§ **SET PROBLEM**:
Rescale the part of the rows that opens with the line containing "Show me the bird's leg here." and closes with the line containing "289 98 355 123", giving only those lines again, requests included. Multiply each bounding-box coordinate in the answers by 1.9 and round to whole numbers, halves up, leaving the requests and their format samples unchanged.
### DATASET EXTRACT
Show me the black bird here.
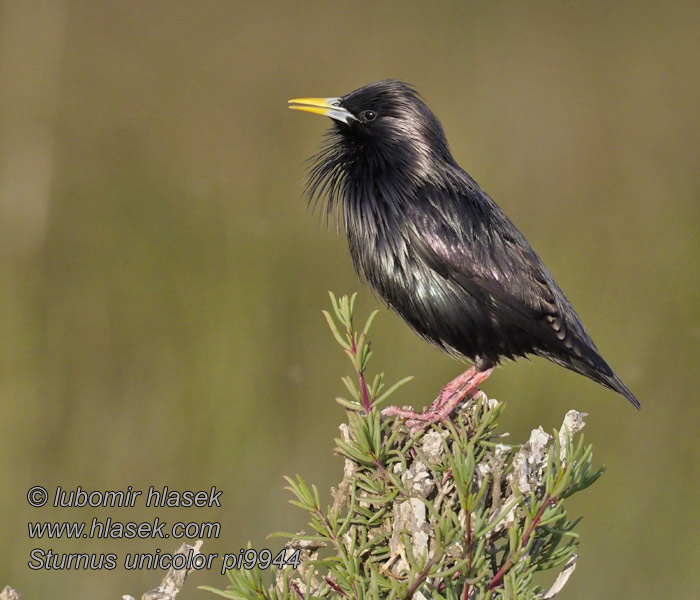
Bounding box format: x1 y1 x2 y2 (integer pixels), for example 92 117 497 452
289 80 639 424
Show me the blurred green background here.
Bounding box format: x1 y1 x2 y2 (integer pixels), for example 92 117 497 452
0 0 700 599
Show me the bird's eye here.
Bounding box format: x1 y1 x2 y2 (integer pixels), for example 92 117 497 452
360 110 377 122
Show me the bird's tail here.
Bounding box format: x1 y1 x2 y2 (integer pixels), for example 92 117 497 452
546 352 641 410
589 369 642 410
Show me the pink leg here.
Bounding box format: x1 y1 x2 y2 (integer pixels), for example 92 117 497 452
382 367 493 429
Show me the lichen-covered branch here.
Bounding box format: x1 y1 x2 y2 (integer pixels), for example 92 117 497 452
209 296 602 600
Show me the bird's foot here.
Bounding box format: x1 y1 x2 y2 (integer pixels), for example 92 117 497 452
382 367 493 432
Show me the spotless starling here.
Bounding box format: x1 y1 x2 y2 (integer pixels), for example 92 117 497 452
289 80 639 426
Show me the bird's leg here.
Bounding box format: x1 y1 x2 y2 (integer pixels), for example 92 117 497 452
382 366 493 428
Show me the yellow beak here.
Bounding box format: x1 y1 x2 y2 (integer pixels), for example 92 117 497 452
289 98 355 123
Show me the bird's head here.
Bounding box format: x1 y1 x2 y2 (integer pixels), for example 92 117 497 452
289 79 453 214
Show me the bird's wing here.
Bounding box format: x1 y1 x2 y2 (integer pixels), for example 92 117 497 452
408 183 597 360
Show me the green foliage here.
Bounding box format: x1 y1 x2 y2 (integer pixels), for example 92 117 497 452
207 294 602 600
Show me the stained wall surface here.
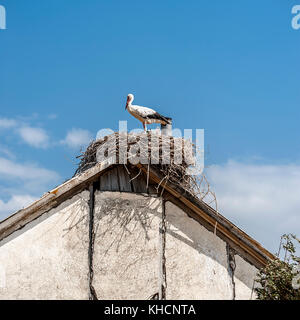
######
§ **ANSWER IN FULL**:
Show me the bird's leg here.
Bounding box format: x1 y1 x2 y2 (integer pixels), for example 92 117 497 452
726 695 937 813
Show me the yellow beak here.
Bounding box format: x1 y1 x2 y2 (integer pixels), for example 92 117 497 452
549 186 675 234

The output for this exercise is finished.